Supplied entries →
──────
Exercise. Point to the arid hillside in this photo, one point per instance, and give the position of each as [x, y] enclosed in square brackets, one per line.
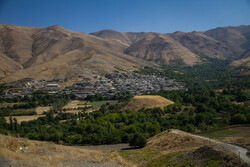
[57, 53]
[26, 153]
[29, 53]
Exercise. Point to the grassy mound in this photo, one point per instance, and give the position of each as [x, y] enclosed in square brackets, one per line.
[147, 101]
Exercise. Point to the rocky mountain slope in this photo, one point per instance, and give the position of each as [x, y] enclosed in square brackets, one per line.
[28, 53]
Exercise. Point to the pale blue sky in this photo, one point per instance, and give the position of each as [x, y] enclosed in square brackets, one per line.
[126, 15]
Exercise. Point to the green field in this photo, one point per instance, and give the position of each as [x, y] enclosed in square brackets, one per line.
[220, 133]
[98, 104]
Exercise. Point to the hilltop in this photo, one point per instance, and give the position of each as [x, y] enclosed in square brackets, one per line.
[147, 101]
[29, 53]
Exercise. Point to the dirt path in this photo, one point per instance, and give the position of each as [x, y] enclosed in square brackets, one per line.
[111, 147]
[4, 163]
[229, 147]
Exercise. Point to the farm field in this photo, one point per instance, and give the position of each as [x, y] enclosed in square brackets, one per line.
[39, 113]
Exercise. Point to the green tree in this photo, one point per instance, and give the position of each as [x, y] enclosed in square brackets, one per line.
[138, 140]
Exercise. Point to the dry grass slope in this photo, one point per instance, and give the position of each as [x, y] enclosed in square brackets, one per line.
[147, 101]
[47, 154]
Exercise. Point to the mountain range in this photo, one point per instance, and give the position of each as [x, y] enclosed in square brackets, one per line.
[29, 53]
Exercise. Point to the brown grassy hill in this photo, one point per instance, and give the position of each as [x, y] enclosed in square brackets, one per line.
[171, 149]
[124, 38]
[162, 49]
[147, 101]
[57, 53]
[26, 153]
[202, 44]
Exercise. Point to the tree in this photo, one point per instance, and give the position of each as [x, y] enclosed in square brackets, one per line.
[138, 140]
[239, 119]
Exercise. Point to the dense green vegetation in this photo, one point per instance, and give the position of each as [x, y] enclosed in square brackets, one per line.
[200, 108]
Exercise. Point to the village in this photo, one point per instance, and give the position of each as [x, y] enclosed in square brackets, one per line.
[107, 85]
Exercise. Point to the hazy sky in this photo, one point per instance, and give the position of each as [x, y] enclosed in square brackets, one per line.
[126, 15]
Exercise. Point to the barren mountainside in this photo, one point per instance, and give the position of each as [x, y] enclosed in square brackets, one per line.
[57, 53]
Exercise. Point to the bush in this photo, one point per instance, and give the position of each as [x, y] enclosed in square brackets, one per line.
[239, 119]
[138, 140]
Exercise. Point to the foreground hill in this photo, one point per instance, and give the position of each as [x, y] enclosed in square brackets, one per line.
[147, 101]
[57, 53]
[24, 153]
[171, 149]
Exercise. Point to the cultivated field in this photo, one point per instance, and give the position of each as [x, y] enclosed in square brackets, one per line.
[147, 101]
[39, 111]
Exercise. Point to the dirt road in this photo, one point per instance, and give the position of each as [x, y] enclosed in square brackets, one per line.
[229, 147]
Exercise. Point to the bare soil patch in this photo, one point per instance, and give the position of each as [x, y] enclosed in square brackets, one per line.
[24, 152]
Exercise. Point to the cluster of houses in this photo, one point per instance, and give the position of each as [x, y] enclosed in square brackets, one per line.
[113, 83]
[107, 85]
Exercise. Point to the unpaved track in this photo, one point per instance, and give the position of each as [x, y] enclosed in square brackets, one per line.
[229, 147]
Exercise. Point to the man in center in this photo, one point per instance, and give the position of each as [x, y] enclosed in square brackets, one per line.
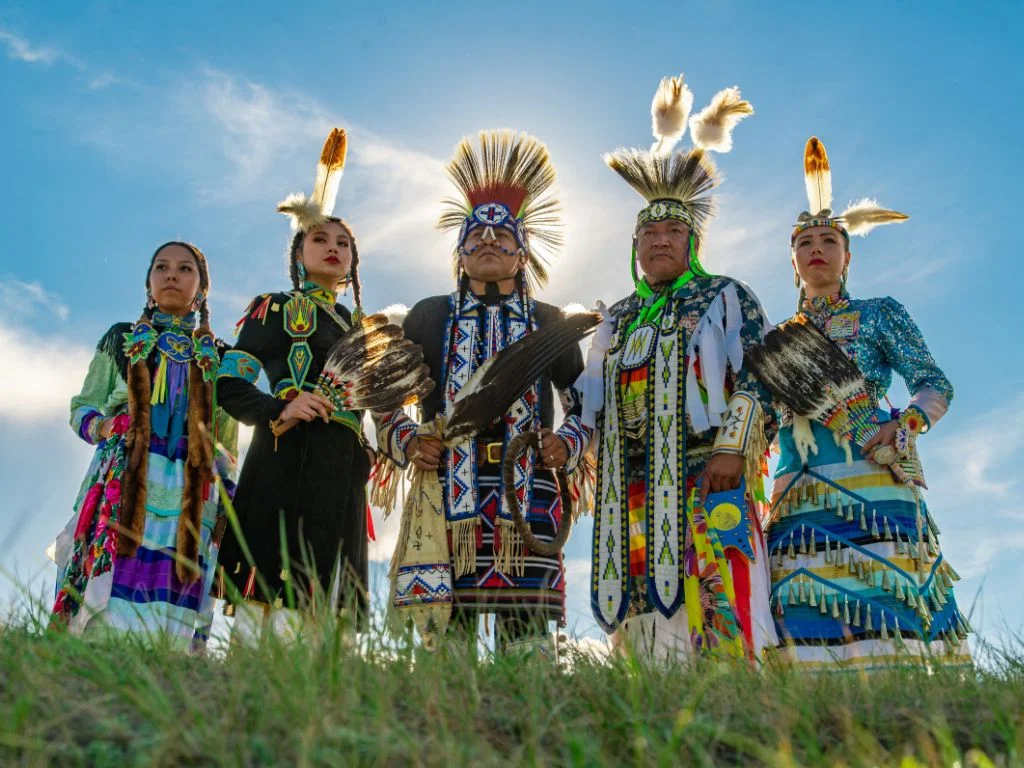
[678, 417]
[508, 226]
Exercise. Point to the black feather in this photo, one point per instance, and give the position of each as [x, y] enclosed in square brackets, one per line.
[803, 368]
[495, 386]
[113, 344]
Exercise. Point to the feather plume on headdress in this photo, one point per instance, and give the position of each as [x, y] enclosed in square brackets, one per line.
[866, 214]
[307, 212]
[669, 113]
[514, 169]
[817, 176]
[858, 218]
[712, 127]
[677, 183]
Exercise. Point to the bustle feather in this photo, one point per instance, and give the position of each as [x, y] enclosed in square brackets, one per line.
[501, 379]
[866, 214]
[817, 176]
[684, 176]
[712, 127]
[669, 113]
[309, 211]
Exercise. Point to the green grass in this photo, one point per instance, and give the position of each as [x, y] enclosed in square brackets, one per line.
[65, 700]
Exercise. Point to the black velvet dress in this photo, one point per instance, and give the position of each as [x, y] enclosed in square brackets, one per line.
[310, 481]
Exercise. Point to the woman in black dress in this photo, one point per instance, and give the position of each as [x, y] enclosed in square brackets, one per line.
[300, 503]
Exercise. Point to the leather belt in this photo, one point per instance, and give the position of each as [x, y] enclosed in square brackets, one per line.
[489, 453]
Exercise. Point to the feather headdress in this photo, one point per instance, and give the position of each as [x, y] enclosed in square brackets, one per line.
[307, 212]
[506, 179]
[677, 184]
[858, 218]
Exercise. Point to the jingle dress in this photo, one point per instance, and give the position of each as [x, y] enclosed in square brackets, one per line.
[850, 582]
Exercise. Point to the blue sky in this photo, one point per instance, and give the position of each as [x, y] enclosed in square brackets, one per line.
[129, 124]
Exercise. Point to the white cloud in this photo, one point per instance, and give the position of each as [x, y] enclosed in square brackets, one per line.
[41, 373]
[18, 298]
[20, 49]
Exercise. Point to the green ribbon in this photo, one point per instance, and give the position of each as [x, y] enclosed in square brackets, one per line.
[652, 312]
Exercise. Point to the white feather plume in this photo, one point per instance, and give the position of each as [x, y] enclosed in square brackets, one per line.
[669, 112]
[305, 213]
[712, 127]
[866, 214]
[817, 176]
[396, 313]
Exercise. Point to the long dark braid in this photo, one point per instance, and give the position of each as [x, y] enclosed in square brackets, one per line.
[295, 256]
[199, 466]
──────
Given task → Reproduce the stretch from the line containing "Exercise. Point to the white feather" through the last line, renaming "long dark braid" to "long black braid" and keeping everything else identical.

Correct result →
Exercise. Point to the white feather plume in this photo, one point per instance, and give the position of each as [x, y] enclosed in square brackets, one per line.
[669, 112]
[305, 213]
[712, 127]
[866, 214]
[817, 176]
[396, 313]
Exercise. Point to the long black braid in this photo, one point per instance, and give the position of each as [x, y] enclosed in square brackets, one per line.
[295, 256]
[199, 466]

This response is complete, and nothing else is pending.